* _Task to carry out_
Format every line from the one containing "Target: toy log cabin" down to the end of the rows below as a Markdown table with the columns "Number" and "Line," giving each line its own number and omitting blank lines. Leave the pictures out of the answer.

* _Dataset records_

● ● ● ● ●

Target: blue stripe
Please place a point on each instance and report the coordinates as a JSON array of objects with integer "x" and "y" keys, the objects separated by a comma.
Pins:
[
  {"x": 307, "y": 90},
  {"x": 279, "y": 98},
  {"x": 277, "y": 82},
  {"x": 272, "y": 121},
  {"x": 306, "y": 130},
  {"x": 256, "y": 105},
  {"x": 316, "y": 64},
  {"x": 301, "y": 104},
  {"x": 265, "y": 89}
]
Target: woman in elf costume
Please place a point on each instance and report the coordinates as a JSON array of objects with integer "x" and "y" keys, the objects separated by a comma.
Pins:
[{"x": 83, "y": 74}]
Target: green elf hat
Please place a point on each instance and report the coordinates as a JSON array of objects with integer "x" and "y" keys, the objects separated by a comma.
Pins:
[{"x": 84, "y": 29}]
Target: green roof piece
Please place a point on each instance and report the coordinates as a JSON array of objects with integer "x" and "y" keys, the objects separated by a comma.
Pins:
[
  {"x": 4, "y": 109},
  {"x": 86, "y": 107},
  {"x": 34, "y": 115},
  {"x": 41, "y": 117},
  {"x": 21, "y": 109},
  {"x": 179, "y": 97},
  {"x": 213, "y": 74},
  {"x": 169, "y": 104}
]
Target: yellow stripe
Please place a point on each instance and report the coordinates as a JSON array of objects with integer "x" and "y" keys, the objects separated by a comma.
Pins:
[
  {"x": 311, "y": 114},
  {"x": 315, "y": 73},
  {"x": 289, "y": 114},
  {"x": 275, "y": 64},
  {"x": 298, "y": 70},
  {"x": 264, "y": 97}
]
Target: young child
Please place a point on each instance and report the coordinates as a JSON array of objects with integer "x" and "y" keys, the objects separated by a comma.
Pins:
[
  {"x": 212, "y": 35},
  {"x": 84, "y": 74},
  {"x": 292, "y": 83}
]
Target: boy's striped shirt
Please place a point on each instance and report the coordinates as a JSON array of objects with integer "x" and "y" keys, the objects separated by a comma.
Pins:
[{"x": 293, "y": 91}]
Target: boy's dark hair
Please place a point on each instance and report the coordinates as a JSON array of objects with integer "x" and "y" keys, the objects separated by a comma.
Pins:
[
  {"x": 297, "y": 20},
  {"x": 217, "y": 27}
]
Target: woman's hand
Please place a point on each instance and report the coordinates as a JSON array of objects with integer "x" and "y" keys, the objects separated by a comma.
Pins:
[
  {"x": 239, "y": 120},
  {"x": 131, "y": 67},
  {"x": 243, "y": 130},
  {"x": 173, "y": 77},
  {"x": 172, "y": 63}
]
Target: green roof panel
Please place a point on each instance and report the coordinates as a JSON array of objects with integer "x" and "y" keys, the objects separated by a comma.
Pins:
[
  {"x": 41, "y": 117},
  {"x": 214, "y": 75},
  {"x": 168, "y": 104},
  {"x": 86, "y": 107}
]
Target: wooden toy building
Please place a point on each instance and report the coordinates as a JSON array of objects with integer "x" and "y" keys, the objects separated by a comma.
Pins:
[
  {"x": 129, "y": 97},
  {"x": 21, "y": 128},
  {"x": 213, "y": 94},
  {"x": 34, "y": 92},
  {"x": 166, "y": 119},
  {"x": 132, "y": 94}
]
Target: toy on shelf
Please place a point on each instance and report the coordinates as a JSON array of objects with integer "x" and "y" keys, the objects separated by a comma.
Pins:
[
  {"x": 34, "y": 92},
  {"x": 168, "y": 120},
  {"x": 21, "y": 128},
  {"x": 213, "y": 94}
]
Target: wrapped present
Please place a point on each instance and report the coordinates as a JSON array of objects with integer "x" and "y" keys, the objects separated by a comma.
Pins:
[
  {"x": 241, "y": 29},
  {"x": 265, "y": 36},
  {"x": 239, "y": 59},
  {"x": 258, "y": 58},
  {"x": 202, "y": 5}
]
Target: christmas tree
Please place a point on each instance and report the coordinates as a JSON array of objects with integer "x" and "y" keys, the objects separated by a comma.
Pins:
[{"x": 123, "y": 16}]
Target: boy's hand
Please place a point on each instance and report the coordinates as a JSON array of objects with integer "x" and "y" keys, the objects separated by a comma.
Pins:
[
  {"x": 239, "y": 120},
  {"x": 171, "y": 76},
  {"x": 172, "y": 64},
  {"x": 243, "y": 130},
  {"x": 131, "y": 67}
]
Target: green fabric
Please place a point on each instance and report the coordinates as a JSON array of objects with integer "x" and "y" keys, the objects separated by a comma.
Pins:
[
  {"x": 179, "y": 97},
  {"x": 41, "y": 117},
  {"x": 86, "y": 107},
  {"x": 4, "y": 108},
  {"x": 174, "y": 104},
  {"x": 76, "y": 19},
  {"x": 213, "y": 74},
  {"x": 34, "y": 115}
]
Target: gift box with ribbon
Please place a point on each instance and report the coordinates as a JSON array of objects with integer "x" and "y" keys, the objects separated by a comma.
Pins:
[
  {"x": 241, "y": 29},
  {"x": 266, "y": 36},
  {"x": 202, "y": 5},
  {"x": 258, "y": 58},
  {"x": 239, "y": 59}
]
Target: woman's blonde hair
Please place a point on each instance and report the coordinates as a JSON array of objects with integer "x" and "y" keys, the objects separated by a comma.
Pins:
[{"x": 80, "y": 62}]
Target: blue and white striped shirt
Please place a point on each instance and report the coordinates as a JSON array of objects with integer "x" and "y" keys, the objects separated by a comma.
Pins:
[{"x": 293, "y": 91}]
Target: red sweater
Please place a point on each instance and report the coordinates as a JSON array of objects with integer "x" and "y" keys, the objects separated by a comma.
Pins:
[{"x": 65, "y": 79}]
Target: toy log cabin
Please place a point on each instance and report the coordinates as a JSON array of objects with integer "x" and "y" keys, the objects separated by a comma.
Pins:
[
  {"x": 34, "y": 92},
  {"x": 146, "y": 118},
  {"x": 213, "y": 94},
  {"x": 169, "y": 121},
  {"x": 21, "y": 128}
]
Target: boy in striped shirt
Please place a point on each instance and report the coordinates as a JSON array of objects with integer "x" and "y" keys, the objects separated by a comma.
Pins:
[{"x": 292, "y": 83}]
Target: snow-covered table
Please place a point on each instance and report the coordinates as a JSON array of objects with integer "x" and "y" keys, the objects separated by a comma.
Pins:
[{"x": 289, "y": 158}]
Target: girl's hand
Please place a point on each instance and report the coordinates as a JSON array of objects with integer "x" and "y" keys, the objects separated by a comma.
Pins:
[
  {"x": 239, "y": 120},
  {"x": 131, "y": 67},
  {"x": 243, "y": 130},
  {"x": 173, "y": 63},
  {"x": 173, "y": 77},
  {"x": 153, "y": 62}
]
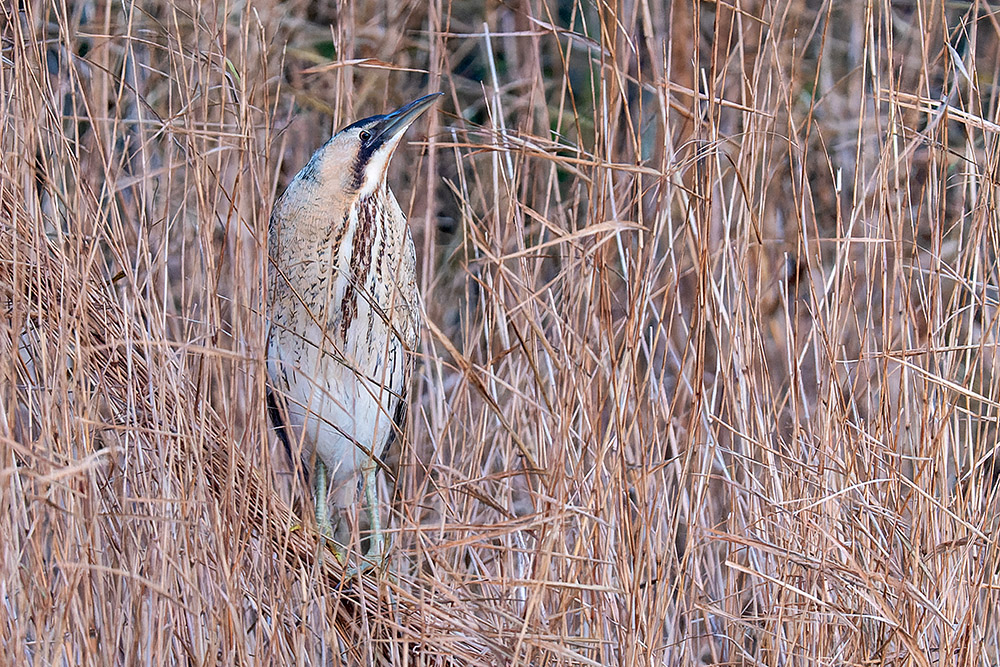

● ● ● ● ●

* _Solution to this exercise_
| Number | Line |
|---|---|
| 1 | Target: toy log cabin |
| 2 | Please place a point on each instance and report the coordinates as a JSON array of objects with integer "x" and "y" keys, the objects separated by a comma. |
| 3 | Pins: |
| 4 | [ |
| 5 |   {"x": 34, "y": 92}, |
| 6 |   {"x": 146, "y": 118}, |
| 7 |   {"x": 213, "y": 94}, |
| 8 |   {"x": 169, "y": 121}, |
| 9 |   {"x": 21, "y": 128} |
| 10 | ] |
| 11 | Target: boy in striped shirt |
| 12 | Please place a point on each instance and report the coordinates as a JSON array of objects with integer "x" and "y" keys, the objects separated by a comma. |
| 13 | Pins: |
| 14 | [{"x": 292, "y": 83}] |
| 15 | Target: snow-covered table |
| 16 | Please place a point on each instance and report the coordinates as a JSON array of objects with integer "x" and "y" keys, the objects separated by a comma. |
| 17 | Pins: |
| 18 | [{"x": 289, "y": 158}] |
| 19 | Target: girl's hand |
| 20 | Please place a point on each instance and report the coordinates as a JSON array of objects with integer "x" and "y" keys, the objects separated by a comma. |
| 21 | Pins: |
| 22 | [ |
| 23 |   {"x": 239, "y": 120}, |
| 24 |   {"x": 131, "y": 67}, |
| 25 |   {"x": 243, "y": 130}, |
| 26 |   {"x": 173, "y": 63}, |
| 27 |   {"x": 173, "y": 77}, |
| 28 |   {"x": 153, "y": 62} |
| 29 | ] |